**Task goal**: Could you give every row below as a numbered list, with any blank lines left out?

BEGIN Data lines

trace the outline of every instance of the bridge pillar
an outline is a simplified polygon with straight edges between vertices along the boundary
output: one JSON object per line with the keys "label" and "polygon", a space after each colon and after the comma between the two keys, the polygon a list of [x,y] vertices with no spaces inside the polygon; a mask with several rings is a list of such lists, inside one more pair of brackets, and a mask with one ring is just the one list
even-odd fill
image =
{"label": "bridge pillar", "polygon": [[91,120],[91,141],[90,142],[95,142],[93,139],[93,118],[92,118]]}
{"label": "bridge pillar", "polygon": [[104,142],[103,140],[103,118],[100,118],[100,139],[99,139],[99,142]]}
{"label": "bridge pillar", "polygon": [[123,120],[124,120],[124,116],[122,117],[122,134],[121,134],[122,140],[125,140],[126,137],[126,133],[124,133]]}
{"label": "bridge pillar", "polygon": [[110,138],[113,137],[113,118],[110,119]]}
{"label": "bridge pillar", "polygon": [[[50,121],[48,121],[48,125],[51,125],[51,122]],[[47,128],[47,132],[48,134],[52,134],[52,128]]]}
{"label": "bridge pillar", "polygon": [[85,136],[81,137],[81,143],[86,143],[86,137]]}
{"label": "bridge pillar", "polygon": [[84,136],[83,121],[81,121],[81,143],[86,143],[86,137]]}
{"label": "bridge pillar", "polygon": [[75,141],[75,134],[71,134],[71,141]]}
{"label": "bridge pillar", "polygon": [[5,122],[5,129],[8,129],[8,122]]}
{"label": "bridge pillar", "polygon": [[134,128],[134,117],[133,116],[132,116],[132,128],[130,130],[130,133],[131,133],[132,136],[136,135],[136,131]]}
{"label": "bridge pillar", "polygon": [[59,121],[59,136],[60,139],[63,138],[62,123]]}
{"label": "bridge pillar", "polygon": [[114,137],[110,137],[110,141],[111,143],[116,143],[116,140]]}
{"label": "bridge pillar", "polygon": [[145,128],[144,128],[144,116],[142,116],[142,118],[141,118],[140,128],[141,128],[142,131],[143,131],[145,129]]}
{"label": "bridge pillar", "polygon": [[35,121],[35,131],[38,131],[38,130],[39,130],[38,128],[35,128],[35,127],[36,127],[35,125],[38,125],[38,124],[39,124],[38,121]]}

END Data lines

**Solution below**:
1. trace the outline of every instance of the bridge pillar
2. an outline is a simplified polygon with straight edges between vertices along the boundary
3. output: one JSON object per line with the keys "label" and "polygon", a space after each colon and after the comma between the two keys, the polygon a list of [x,y] vertices with no spaces inside the polygon; a mask with several rings is a list of such lists, inside one more pair of brackets, and a mask with one ring is just the one list
4. even-odd fill
5. image =
6. {"label": "bridge pillar", "polygon": [[91,120],[91,141],[90,142],[95,142],[93,139],[93,118],[92,118]]}
7. {"label": "bridge pillar", "polygon": [[104,142],[103,140],[103,118],[100,118],[100,139],[99,139],[99,142]]}
8. {"label": "bridge pillar", "polygon": [[123,120],[124,120],[124,116],[122,117],[122,134],[121,134],[122,140],[125,140],[126,137],[126,133],[124,133]]}
9. {"label": "bridge pillar", "polygon": [[110,138],[113,137],[113,118],[110,119]]}
10. {"label": "bridge pillar", "polygon": [[[50,121],[48,121],[48,125],[51,125],[51,122]],[[47,128],[47,132],[48,134],[52,134],[52,128]]]}
11. {"label": "bridge pillar", "polygon": [[85,136],[81,137],[81,143],[86,143],[86,137]]}
12. {"label": "bridge pillar", "polygon": [[84,136],[83,121],[81,121],[81,143],[86,143],[86,137]]}
13. {"label": "bridge pillar", "polygon": [[75,141],[75,134],[71,134],[71,141]]}
14. {"label": "bridge pillar", "polygon": [[5,122],[5,129],[8,129],[8,122]]}
15. {"label": "bridge pillar", "polygon": [[134,128],[134,117],[133,116],[132,116],[132,128],[130,130],[130,133],[131,133],[132,136],[136,135],[136,131]]}
16. {"label": "bridge pillar", "polygon": [[59,121],[59,136],[60,139],[63,138],[62,123]]}
17. {"label": "bridge pillar", "polygon": [[114,137],[110,137],[110,141],[111,143],[116,143],[116,140]]}
18. {"label": "bridge pillar", "polygon": [[145,128],[144,128],[144,116],[142,116],[142,118],[141,118],[140,128],[141,128],[142,131],[143,131],[145,129]]}
19. {"label": "bridge pillar", "polygon": [[35,121],[35,131],[38,131],[38,130],[39,130],[38,128],[35,128],[35,127],[36,127],[35,125],[38,125],[38,124],[39,124],[38,121]]}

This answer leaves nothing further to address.